Task instructions:
- A) According to the tooth decay text, what three things can untreated cavities lead to?
- B) Replace "enamel" with "outer coating" in the tooth decay text and write out everything from "Dental caries are" down to "cavities at bay.".
- C) Continue the text on avoiding tooth decay from where it stops.

Selected passage:
┄┄┄┄┄┄┄┄┄┄
What causes dental caries and how to avoid them


Dental caries are also known as tooth decay: permanent damage to the hard surface areas of your teeth that develop over time into tiny openings or holes. The leading cause of cavities is the constant consumption of snacking on sugary foods and drinks and not cleaning your teeth well enough.

If cavities aren’t treated, they become more extensive and profound, affecting the deeper layers of teeth. This can lead to severe toothache, infection, and, if left untreated, even tooth loss.

Cavities are caused by tooth decay. However, this process doesn’t happen overnight. Cavities form over time due to bad dietary habits and ineffective cleaning. 

How to avoid tooth decay 

It’s pretty simple. If you brush your teeth twice daily, floss daily, and limit foods and drinks that will erode your teeth’s enamel, you can keep cavities at bay.

Brush with fluoride toothpaste.

Brush your teeth at least twice a day for two minutes each time, ideally after every meal. Be sure to use toothpaste that includes fluoride. It would be best to floss daily or use an interdental cleaner. This will help clean in between your teeth, where food may linger and cause problems.
┄┄┄┄┄┄┄┄┄┄
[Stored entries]
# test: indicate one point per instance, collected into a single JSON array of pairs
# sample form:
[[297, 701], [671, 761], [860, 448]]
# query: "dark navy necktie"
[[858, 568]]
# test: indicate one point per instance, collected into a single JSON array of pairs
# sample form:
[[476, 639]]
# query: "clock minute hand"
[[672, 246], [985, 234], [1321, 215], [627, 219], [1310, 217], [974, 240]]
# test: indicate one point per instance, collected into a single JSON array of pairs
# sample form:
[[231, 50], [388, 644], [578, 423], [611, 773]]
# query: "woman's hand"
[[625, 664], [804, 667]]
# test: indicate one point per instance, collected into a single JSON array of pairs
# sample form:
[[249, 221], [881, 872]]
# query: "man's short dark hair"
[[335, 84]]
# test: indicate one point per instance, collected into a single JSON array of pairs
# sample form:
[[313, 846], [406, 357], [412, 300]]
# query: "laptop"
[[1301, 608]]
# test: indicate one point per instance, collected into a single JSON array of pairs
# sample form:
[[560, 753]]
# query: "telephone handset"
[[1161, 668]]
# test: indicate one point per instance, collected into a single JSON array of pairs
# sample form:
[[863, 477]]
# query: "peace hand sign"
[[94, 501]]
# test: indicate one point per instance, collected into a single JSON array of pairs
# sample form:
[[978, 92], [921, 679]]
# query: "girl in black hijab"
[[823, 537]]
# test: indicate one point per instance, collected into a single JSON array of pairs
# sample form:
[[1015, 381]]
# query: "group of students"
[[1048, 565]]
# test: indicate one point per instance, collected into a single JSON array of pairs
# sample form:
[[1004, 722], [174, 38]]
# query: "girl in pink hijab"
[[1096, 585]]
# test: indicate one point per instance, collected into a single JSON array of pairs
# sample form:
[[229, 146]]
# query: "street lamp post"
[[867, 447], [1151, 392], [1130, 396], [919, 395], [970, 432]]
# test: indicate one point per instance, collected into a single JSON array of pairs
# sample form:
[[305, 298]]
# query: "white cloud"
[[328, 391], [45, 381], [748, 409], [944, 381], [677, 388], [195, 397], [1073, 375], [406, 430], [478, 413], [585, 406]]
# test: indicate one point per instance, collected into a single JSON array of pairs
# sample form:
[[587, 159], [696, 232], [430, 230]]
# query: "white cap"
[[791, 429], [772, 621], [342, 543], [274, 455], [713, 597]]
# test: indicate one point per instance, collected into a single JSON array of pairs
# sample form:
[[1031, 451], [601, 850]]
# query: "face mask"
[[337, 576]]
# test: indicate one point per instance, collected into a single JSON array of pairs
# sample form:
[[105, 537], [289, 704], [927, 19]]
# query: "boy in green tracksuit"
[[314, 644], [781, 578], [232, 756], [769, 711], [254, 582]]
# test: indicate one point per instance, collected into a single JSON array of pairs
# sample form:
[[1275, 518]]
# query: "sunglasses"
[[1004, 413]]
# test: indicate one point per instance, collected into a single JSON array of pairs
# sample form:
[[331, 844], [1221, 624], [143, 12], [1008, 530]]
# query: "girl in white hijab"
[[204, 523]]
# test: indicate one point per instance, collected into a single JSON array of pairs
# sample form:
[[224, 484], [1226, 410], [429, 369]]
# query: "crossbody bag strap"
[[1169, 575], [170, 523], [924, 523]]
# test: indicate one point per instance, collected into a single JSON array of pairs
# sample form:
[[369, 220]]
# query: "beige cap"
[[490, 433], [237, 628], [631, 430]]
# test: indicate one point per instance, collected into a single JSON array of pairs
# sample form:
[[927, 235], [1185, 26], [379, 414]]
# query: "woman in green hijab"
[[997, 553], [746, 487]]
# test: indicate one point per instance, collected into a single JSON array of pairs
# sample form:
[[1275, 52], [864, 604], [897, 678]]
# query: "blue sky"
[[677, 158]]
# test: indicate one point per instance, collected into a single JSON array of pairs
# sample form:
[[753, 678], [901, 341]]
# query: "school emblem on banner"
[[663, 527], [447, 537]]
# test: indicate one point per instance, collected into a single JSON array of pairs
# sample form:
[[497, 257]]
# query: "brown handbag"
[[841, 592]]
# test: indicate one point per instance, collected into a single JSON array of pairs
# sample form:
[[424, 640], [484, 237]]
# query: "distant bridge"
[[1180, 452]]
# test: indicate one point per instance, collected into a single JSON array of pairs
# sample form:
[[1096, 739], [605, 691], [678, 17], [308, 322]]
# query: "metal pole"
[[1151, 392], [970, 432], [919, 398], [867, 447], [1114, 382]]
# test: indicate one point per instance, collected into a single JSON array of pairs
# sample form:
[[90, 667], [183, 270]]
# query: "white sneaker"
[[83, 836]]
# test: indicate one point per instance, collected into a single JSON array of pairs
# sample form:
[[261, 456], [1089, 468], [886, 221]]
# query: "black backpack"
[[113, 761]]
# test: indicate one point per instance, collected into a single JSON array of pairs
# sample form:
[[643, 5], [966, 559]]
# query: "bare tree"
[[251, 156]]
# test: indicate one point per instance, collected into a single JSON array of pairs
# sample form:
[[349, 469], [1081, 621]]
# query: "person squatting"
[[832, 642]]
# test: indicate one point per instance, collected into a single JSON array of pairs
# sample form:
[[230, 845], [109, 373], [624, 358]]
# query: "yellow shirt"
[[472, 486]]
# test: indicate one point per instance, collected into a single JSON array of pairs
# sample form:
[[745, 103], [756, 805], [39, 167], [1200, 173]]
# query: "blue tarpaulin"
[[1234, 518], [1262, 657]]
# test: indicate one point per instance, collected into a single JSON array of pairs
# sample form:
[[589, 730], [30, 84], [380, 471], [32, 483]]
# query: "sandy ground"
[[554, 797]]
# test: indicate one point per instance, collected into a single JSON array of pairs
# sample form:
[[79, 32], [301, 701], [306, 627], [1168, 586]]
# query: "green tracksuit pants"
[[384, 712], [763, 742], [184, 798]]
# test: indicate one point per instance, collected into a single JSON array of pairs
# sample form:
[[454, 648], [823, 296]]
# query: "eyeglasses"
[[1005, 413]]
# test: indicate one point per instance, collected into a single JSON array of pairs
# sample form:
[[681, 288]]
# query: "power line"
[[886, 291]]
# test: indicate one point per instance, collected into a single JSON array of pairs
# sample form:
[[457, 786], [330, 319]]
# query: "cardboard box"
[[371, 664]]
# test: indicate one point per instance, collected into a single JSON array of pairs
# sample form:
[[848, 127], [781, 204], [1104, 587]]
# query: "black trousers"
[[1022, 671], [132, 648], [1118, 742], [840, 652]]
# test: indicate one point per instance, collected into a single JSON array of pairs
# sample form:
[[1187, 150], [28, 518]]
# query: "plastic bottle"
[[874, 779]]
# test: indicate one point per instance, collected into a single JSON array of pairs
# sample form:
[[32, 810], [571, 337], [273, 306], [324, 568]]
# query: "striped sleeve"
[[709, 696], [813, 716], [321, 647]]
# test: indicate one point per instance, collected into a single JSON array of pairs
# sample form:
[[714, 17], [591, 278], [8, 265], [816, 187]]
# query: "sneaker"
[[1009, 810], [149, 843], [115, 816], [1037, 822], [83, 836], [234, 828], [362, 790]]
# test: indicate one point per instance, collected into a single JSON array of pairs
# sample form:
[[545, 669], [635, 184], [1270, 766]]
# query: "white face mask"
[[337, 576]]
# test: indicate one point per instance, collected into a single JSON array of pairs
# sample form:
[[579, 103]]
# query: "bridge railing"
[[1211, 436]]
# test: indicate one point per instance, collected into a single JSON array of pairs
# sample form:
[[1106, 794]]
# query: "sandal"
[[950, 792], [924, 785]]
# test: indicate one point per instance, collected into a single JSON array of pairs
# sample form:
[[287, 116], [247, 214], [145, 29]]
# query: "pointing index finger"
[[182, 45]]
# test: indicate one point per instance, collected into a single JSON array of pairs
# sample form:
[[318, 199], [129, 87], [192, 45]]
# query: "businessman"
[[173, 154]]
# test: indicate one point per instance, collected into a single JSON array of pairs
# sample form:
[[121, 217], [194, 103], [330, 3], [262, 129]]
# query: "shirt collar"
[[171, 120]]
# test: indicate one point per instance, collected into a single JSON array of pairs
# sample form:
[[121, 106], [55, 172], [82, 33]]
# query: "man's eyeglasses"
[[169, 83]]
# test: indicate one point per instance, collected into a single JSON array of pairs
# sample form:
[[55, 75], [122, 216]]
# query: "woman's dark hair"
┄┄┄┄┄┄┄┄┄┄
Expected results:
- A) Severe toothache, infection, and tooth loss.

- B)
Dental caries are also known as tooth decay: permanent damage to the hard surface areas of your teeth that develop over time into tiny openings or holes. The leading cause of cavities is the constant consumption of snacking on sugary foods and drinks and not cleaning your teeth well enough.

If cavities aren’t treated, they become more extensive and profound, affecting the deeper layers of teeth. This can lead to severe toothache, infection, and, if left untreated, even tooth loss.

Cavities are caused by tooth decay. However, this process doesn’t happen overnight. Cavities form over time due to bad dietary habits and ineffective cleaning. 

How to avoid tooth decay 

It’s pretty simple. If you brush your teeth twice daily, floss daily, and limit foods and drinks that will erode your teeth’s outer coating, you can keep cavities at bay.

- C)
Rinse your mouth

Rinsing your mouth with a fluoride-containing mouthwash is a preventative measure, especially if you are at a high risk of developing cavities. Mouthwash is not a substitute for brushing or flossing, which will help protect you from cavities or gum disease.

Limit certain foods

The main culprit for tooth decay is sugar! Sugary foods, juices and sweets erode the enamel of your teeth and cause cavities. A lot of foods that are masked to seem suitable for you have incredibly high sugar content, like cereal bars, fruit juices, and vitamin gummies. Zero-sugar soft drinks may have zero sugar in them, but they contain many artificial sweeteners that are often acidic, which is even worse for your teeth. Limit or avoid all of these kinds of products when possible.

Stay hydrated

Continuously staying hydrated will help wash away any food residue that may be left in your mouth, as well as any bacteria that is lingering in your mouth after you have eaten.

Staying hydrated is essential for general health and oral health. Drinking water also prevents dry mouth, which in turn keeps tooth decay at bay.

A common misconception is that tap water is bad for you. Most public water supplies have added fluoride, which can help you reduce tooth decay significantly. If you only drink bottled water that does not contain fluoride, you will miss out on its benefits.

Visit your dentist regularly.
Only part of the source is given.